## Problem description
Recast the listing below as a two-column CSV headed "text" and "answer", with each row pairing one piece of wording with its answer. Quote every field and turn any line breaks into spaces.

## Data entries
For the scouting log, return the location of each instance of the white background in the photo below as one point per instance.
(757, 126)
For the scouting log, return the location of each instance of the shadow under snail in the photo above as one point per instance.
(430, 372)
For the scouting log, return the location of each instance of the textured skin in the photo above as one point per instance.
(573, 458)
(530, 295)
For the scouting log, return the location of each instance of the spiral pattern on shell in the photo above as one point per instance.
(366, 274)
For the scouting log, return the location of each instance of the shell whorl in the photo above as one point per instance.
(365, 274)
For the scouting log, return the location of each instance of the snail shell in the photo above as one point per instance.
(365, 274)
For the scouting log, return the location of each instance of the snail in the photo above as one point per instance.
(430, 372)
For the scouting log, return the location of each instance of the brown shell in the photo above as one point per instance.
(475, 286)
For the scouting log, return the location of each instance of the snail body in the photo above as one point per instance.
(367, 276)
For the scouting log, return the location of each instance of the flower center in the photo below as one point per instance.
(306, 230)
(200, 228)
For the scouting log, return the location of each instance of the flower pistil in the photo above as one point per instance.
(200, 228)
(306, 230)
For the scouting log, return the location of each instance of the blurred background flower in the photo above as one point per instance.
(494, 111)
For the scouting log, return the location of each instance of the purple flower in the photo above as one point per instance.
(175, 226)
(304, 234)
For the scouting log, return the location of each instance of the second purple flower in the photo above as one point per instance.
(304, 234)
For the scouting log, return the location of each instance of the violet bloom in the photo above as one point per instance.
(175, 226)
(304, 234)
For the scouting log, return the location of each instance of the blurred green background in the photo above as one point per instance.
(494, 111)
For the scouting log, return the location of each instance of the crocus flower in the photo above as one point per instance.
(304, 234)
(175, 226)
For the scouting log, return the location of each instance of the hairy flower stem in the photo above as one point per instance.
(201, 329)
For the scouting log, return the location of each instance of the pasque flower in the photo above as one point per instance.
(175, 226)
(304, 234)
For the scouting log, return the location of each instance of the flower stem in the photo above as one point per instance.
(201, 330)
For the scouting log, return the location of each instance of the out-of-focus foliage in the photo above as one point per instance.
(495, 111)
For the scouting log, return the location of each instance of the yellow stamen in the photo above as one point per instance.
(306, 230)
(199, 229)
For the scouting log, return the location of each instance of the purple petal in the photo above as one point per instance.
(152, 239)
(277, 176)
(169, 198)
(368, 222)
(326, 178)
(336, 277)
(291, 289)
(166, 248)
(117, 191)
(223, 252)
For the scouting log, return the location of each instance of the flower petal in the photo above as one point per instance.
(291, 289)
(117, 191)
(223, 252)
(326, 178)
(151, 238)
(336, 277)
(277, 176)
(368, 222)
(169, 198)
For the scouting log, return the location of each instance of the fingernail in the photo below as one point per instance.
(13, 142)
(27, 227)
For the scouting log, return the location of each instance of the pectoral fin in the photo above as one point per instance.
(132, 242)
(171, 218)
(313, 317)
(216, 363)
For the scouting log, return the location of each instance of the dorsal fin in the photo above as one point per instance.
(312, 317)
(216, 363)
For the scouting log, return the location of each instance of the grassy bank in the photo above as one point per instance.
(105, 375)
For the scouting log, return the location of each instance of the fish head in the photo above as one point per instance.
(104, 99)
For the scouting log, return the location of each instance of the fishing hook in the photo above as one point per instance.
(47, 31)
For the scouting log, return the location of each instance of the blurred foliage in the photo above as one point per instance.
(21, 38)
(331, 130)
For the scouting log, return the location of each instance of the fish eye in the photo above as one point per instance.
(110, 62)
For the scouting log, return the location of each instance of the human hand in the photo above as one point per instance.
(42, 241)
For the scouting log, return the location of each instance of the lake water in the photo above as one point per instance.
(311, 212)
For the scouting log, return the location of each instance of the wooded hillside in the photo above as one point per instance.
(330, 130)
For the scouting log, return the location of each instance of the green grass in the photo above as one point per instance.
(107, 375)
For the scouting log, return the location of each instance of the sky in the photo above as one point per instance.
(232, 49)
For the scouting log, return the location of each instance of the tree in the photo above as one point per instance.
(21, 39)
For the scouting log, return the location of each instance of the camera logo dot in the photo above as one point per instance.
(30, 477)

## Written response
text,answer
"For the scouting log, return the location of each instance of the white background in the photo below as one point per instance.","(757, 126)"
"For the scouting log, return the location of each instance of the shadow under snail in the photo above as one point per instance.","(430, 372)"
"For the scouting log, return the location of each instance of the textured skin in the photo above as one point per instance.","(573, 458) (530, 295)"
"For the scouting log, return the location of each instance of the spiral pattern on shell in the photo above as one point per instance.","(366, 274)"
"For the scouting log, return the location of each instance of the shell whorl in the photo above as one point per instance.","(365, 274)"
"For the scouting log, return the location of each instance of the snail shell in the photo above as one point per instance.","(365, 274)"
"For the scouting log, return the location of each instance of the snail in the photo above as one point per instance.","(430, 372)"
"For the scouting log, return the location of each instance of the brown shell in the photo above as one point per instance.","(475, 286)"
"For the scouting log, return the location of each instance of the snail body in the photo above as one point per instance.","(367, 276)"
"For the scouting log, return the location of each instance of the flower center in the photo below as one point per instance.","(306, 230) (200, 228)"
"For the scouting log, return the location of each instance of the flower pistil in the photo above as one point per instance.","(200, 228) (306, 230)"
"For the scouting log, return the location of each instance of the blurred background flower in the photo above as one point per instance.","(494, 111)"
"For the scouting log, return the location of each instance of the purple flower in the photo above as one point per instance.","(175, 226) (304, 234)"
"For the scouting log, return the location of each instance of the second purple flower in the photo above as one point per instance.","(304, 234)"
"For the scouting log, return the location of each instance of the violet bloom in the photo above as one point per instance.","(175, 226) (304, 234)"
"For the scouting log, return the location of each instance of the blurred green background in the photo above as one point per instance.","(494, 111)"
"For the scouting log, return the location of each instance of the crocus flower in the photo above as one point per instance.","(304, 234) (175, 226)"
"For the scouting log, return the location of each instance of the hairy flower stem in the photo above as one point per instance.","(201, 329)"
"For the scouting log, return the location of each instance of the pasque flower in the photo above as one point per instance.","(175, 226) (304, 234)"
"For the scouting log, return the location of each instance of the flower stem in the photo above as one point per instance.","(201, 330)"
"For the scouting log, return the location of each instance of the out-of-focus foliage in the photo above as one point per instance.","(495, 111)"
"For the scouting log, return the location of each instance of the yellow stamen in the photo above as one point per instance.","(306, 230) (199, 229)"
"For the scouting log, return the location of each instance of the purple petal in the photo above as one point per instance.","(152, 239) (277, 176) (169, 198) (368, 222) (326, 178) (336, 277) (291, 289) (166, 248) (117, 191) (223, 252)"
"For the scouting log, return the location of each instance of the flower petal in the photo above as one point per instance.","(291, 289) (117, 191) (223, 252) (326, 178) (151, 238) (336, 277) (277, 176) (368, 222) (169, 198)"
"For the scouting log, return the location of each instance of the fingernail in the photo below as one point per instance.","(13, 142) (27, 227)"
"For the scouting log, return the location of each instance of the pectoral fin in the photo above as one point per instance.","(132, 242) (171, 218) (313, 317) (216, 363)"
"For the scouting log, return the location of each instance of the dorsal fin in the photo above as one point per instance.","(312, 317) (216, 363)"
"For the scouting log, return the location of each instance of the grassy bank in the photo above as one point per instance.","(105, 375)"
"For the scouting log, return the location of each instance of the fish head in the photo above as one point per instance.","(104, 99)"
"For the scouting log, return the location of each instance of the fishing hook in the photo above as one point per instance.","(47, 31)"
"For the scouting log, return the location of each instance of the blurred foliage in the photo above as one point per instance.","(21, 38) (331, 130)"
"For the scouting log, return the location of each instance of the fish eye in the photo above as one point per instance.","(110, 62)"
"For the scouting log, return the location of each instance of the human hand in the photo above as one point per instance.","(42, 241)"
"For the scouting log, return the location of each instance of the lake water in the photo above as one point per instance.","(311, 212)"
"For the scouting log, return the location of each instance of the wooded hillside in the photo above as one point per instance.","(330, 130)"
"For the scouting log, return the location of each instance of the green grass in the photo above as one point per instance.","(107, 375)"
"For the scouting log, return the location of each instance of the sky in the photo above as one point per instance.","(232, 49)"
"For the scouting log, return the location of each instance of the tree in the photo above as one point per instance.","(21, 39)"
"For the scouting log, return the location of each instance of the camera logo dot in the photo above as one point per instance.","(30, 477)"